- **Отрывок**
■ ■ ■
5. Мы уже писали [4] об аллюзии, которую дала строчка
Хоры стройные светил /с.515/.
Образ светил встречается в поэме еще два раза:
Когда бегущая комета
Улыбкой ласковой привета
Любила поменяться с ним,
Когда сквозь вечные туманы,
Познанья жадный, он следил
Кочующие караваны
В пространстве брошенных светил <...> /с.504/;
Я видел брачное убранство
Светил, знакомых мне давно ...
Они текли в венцах из злата <...> /с.527/.
Все указанные фрагменты могли отозваться в эпизоде путешествия Данилова к созвездию Тельца: "<...> вблизи светил и планет позволял себе и пролетать, любовался видами <...>" /с.300/; "Он залетел в небольшой мир со звездой, похожей на Солнце, и с пятью живыми планетами" /с.301/. Здесь, кроме указанных фрагментов окончательной редакции "Демона", возможно, угадываются строки из второй редакции:
Скитаться посреди миров /с.553/
и - повторяющаяся во второй и третьей -
Брожу один среди миров /с.560, 578/,
а также фрагмент из поэмы "Азраил":
Мог звезды навещать порой
И любоваться их красой
Вблизи, не утомляя взор <...> /с.128/ [5].
Некоторые видения Данилова в Колодце Ожидания отдаленно напоминают и такие строки из "Азраила":
По беспредельности небес
Блуждал я много, много лет
И зрел, как старый мир исчез
И как родился новый свет <...> /с.131/.
Сравним: " <...> потекли перед Даниловым спирали, диски, скопления звезд и планет, движение их становилось все более тихим или сонным, все вокруг словно бы вмерзало в лед или становилось льдом" /с.250/; "<...> возникали перед ним галактики и вселенные <...>" /с.315/. Вспомним еще образ умирающей розовой звезды в сцене дуэли с Кармадоном. Отметим также, что о спиралях и дисках говорится потекли - ср.: "Они текли в венцах из злата".
6. В романе Орлова герой-демон, "бессмертная по положению натура" /с.157/, живет среди людей и любит земную женщину Наташу. Ситуация напоминает строки из "Азраила":
И ныне я живу меж вас,
Бессмертный смертную люблю /с.131/.
Данилов очень не хочет, чтобы в Девяти Слоях догадались о серьезности этого чувства. Сравним:
Ему любить
Не должно сердца допустить.
Он связан клятвой роковою. /Вторая редакция "Демона", с.553; то же и в Третьей редакции, пунктуация изменена, с.570-571./
Оба процитированных фрагмента отзываются в романе в запрете для демонов и подчиненных им домовых любить земных женщин: "отца его за греховную земную любовь и за определенное своеобразие личных свойств навечно отослали на Юпитер" /с.23/; "Наказать его в ту пору могли и за одну связь (коли посчитали ее серьезной) с земной женщиной" /с.308/, "Иван Афанасьевич не имел права любить земную женщину. Поэтому его и не стало" /с.8/. В этой ситуации опасность может грозить и самой женщине: "А как бы не пострадала Наташа от того, что он, Данилов, был теперь влюблен в нее, как бы не сгубила ее его земная любовь" /с.56/. В соответствии с первоисточником демоническая любовь действительно губительна:
<...> день от дня
Я вяну, жертва злой отравы!
■ ■ ■
- **Выдержки из записей**
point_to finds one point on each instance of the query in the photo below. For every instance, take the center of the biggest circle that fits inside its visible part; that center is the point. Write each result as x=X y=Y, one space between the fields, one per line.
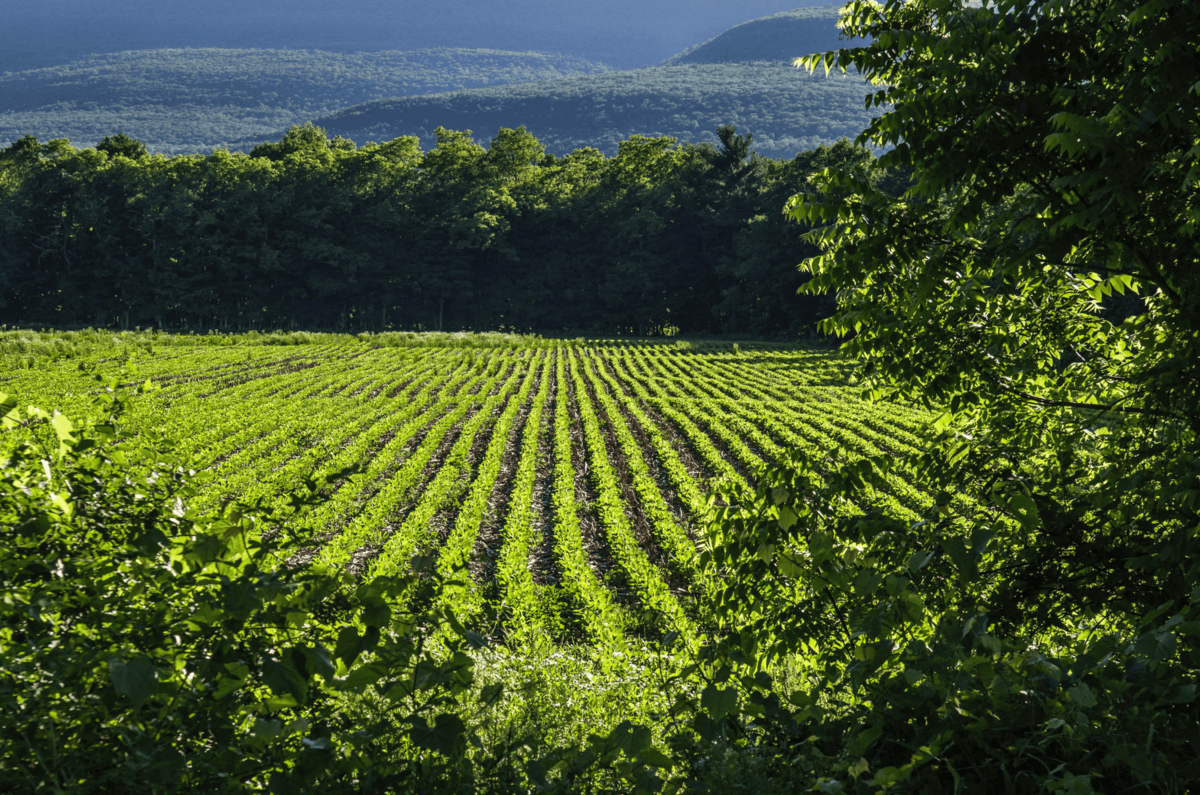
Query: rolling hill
x=625 y=34
x=190 y=100
x=779 y=37
x=786 y=109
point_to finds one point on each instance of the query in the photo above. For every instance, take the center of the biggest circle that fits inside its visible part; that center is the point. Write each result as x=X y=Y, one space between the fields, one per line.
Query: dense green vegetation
x=779 y=37
x=561 y=484
x=787 y=109
x=316 y=233
x=961 y=555
x=193 y=100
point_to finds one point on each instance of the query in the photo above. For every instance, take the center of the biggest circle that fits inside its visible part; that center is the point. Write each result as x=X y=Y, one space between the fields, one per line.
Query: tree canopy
x=316 y=232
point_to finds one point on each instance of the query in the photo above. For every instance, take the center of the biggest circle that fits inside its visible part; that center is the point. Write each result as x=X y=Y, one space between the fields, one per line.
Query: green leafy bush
x=147 y=649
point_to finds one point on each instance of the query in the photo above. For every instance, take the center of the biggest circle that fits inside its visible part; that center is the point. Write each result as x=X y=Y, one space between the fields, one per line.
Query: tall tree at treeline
x=311 y=232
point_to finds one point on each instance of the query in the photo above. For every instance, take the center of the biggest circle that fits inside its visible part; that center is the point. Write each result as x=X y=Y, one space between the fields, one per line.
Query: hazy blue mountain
■ ■ ■
- **Заявленная цель A**
Как изложить отрывок в двух предложениях?
- **Заявленная цель B**
Каких персонажей романа Орлова отрывок называет по имени? Перечислите всех.
- **Заявленная цель C**
Почему, согласно отрывку, описание спиралей и дисков в видениях Данилова можно сблизить со строкой «Они текли в венцах из злата»?

- **Результат A**
В отрывке прослеживается, как образы светил и скитаний среди миров из «Демона» и поэмы «Азраил» могли отозваться в эпизодах путешествия Данилова к созвездию Тельца и в его видениях в Колодце Ожидания. Положение героя-демона, который живет среди людей и любит земную женщину Наташу, также сопоставляется со строками «Азраила» и второй редакции «Демона», а запрет для демонов любить земных женщин показан как отклик этих фрагментов.

- **Результат B**
Данилов, Кармадон, Наташа, Иван Афанасьевич.

- **Результат C**
В романе о спиралях и дисках сказано «потекли», а в строке о светилах стоит тот же глагол «текли».